**Estratto del testo**
▶

La Sacra Scrittura è Parola di Dio, ce lo insegnano sin da bambini. Una delle parole più belle pronunciate da Dio è Adam: fragilità del suolo animata dal respiro di Dio.
La Parola di Dio non è monologo ma dialogo, relazione. Perciò la Sacra Scrittura non disdegna di contenere parole come: paura, nudità, inganno, inimicizia, dolore, dominio; risposta dell’uomo alla proposta di Dio di vivere in relazione con la Sua vita nell’abbondanza condivisa.
Abbiamo scelto la conoscenza invece della vita e, da allora, tutto ciò che non comprendiamo, che non capiamo, il diverso, ciò che non ci aspettiamo è una minaccia, un sospetto, una perdita di controllo. La comunione è diventata proprietà privata, l’amore possesso, la relazione una forma di potere.
Ci ha provato Dio, ci ha provato in tutti i modi, a ridarci nuove possibilità, ricoprendo la nostra nudità, ponendo un segno di misericordia sulla fronte del primo carnefice, ripulendo la terra da ogni forma di violenza col diluvio.
Pazienza infinita di un Dio che ama e soffre per le vittime, ma ha pietà e compassione anche per i carnefici, che pagano lo scotto di un immeritato amore che tante volte brucia più di una meritata giustizia.
Le matriarche bibliche
Il pregiudizio che la donna sia fragile o comunque non tenuta in conto nella storia della salvezza è completamente scardinato dalla vicenda delle matriarche, mogli dei più famosi Abramo, Isacco e Giacobbe.
Donne rispettate, onorate, forti, capaci di riorganizzare le scelte dei mariti, di orientare i passi dei propri figli.
Non possiamo non ricordare la regina Ester che, con la sua bellezza, rettitudine, penitenza e preghiera, da sola è stata capace di salvare il suo popolo dalla persecuzione; Giuditta che salvò il suo popolo tagliando la testa a Oloferne; Debora, donna giudice capace di discernimento e preposta a dare consigli ai potenti di Israele. Solo alcuni esempi.
La prima violenza
Tuttavia, la prima donna a subire violenza nella storia sacra fu Dina, figlia di Giacobbe (Gen 34). Da quell’evento scaturì sangue su sangue che non fu riparativo, perché violenza genera violenza.
Chi spezzerà questa catena di male? Possiamo davvero accontentarci di ricordare la violenza subita senza trasformare il dolore in speranza? Ci aiuta l’ostensione di scarpe e panchine rosse? Certo, rende vivo il nostro no a ogni forma di violenza, abuso, dominio, ingiustizia, ma ci può bastare?
Elina Chauvet
Rosso, il colore del sangue, è il colore esibito in questa giornata di memoria da Elina Chauvet.

◀

**Record estratti**
▶

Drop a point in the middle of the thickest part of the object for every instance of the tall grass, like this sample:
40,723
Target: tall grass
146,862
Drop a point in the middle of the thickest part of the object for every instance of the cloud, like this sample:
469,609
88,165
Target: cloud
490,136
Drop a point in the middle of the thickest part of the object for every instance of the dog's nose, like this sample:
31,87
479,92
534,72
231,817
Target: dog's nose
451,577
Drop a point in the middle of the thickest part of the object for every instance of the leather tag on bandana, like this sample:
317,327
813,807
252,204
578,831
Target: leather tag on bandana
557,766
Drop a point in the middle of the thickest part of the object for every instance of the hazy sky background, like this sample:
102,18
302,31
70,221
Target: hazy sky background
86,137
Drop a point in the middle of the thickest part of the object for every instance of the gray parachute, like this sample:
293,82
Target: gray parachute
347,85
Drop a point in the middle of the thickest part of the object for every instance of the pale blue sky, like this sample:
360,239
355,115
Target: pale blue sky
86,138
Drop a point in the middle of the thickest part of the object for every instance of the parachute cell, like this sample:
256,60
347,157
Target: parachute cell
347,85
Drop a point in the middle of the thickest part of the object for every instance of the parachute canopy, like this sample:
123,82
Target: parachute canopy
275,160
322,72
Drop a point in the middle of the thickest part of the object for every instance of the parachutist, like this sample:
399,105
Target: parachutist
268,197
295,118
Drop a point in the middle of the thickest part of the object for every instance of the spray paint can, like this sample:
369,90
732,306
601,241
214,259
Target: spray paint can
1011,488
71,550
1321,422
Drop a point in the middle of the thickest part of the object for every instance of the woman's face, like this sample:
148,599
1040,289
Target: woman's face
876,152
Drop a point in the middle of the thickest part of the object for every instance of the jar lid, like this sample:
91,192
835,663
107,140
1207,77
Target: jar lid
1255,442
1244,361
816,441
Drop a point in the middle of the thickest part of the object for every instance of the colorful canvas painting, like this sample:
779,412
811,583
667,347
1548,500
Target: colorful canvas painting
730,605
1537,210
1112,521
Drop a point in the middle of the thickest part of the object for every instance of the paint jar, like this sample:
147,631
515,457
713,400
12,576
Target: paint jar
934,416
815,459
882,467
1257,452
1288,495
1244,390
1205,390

◀

**Consegne**
1. Rispondi alle seguenti domande sul brano sulla Sacra Scrittura.
(a) Di chi erano mogli le matriarche?
(b) In che modo Giuditta salvò il suo popolo?
(c) Chi fu la prima donna a subire violenza nella storia sacra?
2. Prosegui il brano sulla Sacra Scrittura partendo dopo l'ultima frase riportata.
I record non hanno alcun legame con il testo.

**Risposte alle consegne**
1.
(a) Di Abramo, Isacco e Giacobbe.
(b) Tagliando la testa a Oloferne.
(c) Dina, figlia di Giacobbe.

2.
Nel 2009, l’architetto messicano creò l’opera Zapatos Rojos: scarpe rosse allineate in piazza a Ciudad Juarez, ispirata all’omicidio della sorella e alle violenze subite da centinaia di donne in quella città di confine. Da allora rimane il simbolo di questa giornata.
Raab
Eppure, probabilmente “traviata” dal mio amore per la storia della salvezza narrata nella Sacra Scrittura, questo colore rosso mi fa venire in mente un’altra donna: Raab la prostituta.
Con la forza e il coraggio di una donna che sfida la vita con le proprie scelte e il proprio essere, Raab nascose in casa propria due spie del popolo ebraico.
Costoro avevano il compito di studiare i popoli già presenti nella Terra Promessa, faticosamente raggiunta dopo gli anni nel deserto a seguito della liberazione dall’Egitto. In cambio di questo aiuto Raab chiese salva la vita sua e della sua famiglia.
Come segno, quegli uomini le chiesero di legare un filo scarlatto alla finestra di casa promettendole che tutti coloro che sarebbero stati in quella casa sarebbero stati salvi. E così fu.
Ecco, mi sembra bello ricordare che un segno, un simbolo, seppur di denuncia, se non genera salvezza, misericordia, difesa, rimane solo un totem che riporta al passato e non rilancia al futuro.
Come rendere più significativa questa giornata?
Ripropongo la domanda: come rendere più significativa una giornata come questa? Come passare da una “semplice” memoria a un memoriale?
Penso ce lo proponga la vicenda storica di Gesù di Nazareth, che ci insegna a rendere efficace un ricordo, una memoria. Gesù è figlio di una donna salvata dalla violenza assicurata, la legge prevedeva la lapidazione per una gravidanza extraconiugale.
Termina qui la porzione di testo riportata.